DIRECTION
Select every line below that contains the string "ecuador" and copy those lines.
═══ SUPPLIED MATERIAL
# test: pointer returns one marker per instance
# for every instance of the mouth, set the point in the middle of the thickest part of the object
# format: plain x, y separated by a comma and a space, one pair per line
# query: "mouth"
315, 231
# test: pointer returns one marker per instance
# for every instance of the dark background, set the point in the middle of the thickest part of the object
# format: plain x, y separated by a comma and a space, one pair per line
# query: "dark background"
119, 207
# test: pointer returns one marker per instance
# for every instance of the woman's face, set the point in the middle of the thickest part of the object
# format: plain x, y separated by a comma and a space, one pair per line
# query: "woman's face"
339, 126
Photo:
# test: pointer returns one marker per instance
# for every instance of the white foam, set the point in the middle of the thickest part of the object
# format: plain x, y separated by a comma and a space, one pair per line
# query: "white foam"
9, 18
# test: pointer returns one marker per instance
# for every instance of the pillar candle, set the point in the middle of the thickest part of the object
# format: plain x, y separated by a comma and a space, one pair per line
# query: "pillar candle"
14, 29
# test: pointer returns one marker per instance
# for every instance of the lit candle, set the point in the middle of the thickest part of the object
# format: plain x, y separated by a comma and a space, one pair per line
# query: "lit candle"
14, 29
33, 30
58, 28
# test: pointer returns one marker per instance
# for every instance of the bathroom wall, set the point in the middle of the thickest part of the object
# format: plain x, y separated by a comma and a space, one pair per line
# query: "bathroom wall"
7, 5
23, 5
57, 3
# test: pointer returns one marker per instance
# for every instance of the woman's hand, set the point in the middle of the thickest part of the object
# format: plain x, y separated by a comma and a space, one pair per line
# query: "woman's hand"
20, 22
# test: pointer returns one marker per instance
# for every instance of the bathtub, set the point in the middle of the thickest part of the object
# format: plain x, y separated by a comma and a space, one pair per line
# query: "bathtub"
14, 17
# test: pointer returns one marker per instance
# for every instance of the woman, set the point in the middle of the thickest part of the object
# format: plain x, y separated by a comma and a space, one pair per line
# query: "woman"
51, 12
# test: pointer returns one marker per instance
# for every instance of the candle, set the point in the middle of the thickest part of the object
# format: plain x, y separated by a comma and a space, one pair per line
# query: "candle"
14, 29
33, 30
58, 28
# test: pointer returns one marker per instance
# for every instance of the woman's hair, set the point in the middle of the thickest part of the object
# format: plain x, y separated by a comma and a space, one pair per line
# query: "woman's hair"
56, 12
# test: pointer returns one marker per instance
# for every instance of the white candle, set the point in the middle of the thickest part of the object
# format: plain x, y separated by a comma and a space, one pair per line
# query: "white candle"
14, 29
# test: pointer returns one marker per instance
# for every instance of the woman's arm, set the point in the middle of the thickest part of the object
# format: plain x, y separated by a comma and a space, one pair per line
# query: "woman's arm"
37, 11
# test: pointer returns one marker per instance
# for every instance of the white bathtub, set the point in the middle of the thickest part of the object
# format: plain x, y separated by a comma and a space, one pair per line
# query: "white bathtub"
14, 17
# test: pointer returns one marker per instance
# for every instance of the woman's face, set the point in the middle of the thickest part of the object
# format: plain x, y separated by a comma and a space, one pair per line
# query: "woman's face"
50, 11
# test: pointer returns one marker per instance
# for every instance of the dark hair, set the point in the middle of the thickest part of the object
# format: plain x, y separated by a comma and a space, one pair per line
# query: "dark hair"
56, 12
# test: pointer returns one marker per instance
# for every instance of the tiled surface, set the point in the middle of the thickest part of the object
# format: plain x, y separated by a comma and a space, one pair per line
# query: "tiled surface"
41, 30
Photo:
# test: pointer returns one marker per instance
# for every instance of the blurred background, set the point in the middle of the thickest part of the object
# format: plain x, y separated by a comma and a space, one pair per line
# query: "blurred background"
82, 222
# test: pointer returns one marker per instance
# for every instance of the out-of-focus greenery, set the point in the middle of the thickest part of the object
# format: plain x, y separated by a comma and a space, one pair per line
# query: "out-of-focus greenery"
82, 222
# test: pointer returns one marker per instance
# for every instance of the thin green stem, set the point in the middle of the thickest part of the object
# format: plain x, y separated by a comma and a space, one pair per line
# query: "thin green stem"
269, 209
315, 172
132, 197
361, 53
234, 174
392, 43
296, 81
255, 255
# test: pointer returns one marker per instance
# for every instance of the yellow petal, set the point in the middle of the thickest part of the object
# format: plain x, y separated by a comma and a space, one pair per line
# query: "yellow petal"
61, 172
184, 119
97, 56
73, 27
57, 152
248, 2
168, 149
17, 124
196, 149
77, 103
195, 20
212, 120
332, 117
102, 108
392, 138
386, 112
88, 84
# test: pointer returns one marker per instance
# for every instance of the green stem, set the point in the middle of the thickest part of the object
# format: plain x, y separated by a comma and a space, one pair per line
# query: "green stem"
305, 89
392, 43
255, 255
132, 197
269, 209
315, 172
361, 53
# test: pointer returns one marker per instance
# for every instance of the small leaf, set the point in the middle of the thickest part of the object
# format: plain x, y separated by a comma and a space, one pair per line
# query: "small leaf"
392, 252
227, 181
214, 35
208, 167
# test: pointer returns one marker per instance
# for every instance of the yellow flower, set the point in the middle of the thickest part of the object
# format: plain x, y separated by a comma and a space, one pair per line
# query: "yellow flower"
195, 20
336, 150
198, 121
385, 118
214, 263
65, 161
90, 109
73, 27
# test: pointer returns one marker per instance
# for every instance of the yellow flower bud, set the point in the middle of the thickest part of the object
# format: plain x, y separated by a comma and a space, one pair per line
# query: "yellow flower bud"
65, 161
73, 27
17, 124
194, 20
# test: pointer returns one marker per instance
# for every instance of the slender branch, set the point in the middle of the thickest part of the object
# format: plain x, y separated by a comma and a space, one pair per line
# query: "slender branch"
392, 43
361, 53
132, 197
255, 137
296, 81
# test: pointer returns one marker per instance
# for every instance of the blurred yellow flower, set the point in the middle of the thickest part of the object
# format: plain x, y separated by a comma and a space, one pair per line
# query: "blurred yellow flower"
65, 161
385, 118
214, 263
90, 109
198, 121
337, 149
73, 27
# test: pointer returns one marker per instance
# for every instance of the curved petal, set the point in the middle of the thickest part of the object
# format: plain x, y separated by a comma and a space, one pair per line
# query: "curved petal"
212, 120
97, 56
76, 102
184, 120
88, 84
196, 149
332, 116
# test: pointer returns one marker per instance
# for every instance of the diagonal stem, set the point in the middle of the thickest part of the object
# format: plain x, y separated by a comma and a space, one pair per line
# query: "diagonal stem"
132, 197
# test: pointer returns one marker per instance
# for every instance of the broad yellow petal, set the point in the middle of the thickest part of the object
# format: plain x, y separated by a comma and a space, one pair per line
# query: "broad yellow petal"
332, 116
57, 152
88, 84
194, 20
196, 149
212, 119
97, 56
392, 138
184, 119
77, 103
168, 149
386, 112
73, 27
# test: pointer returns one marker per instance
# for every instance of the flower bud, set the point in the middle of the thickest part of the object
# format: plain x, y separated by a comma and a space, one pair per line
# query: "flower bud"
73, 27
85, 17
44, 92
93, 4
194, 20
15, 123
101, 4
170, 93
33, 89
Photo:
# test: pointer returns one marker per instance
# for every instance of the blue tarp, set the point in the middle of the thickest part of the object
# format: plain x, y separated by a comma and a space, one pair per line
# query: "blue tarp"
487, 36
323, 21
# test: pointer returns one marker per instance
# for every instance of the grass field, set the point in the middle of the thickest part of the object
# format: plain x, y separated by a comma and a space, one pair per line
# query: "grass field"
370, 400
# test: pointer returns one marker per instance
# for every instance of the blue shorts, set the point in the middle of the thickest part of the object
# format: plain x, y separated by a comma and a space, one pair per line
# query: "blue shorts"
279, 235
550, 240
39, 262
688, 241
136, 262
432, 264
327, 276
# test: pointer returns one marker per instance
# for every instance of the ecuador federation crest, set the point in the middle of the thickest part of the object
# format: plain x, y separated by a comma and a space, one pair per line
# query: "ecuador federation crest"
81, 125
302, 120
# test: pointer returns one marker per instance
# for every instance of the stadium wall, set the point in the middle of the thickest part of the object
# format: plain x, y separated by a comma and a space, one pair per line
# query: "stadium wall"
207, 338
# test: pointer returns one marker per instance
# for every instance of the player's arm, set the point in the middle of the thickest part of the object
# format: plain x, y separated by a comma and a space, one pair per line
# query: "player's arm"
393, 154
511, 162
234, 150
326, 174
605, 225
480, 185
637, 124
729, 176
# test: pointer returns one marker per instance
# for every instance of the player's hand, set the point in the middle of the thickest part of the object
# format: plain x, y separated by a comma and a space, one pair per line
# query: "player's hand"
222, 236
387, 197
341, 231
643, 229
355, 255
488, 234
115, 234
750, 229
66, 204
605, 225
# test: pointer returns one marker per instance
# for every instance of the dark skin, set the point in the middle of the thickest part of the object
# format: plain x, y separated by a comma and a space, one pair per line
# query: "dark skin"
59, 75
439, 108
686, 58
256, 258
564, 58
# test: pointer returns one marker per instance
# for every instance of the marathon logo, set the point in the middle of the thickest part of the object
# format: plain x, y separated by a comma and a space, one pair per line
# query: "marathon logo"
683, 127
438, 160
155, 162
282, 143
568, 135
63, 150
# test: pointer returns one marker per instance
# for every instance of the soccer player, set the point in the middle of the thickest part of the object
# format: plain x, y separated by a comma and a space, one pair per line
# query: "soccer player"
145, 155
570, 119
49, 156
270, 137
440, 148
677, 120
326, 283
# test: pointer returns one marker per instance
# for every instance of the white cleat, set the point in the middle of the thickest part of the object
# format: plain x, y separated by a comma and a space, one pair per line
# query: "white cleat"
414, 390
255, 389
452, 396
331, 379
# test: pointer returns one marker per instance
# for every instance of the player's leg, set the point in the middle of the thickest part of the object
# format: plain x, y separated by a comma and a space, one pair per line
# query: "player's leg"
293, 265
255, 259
══════
EXPECTED ANSWER
# for every instance of the ecuador federation crest, set the point in the middle of the thickest part of the object
# query: "ecuador federation crest"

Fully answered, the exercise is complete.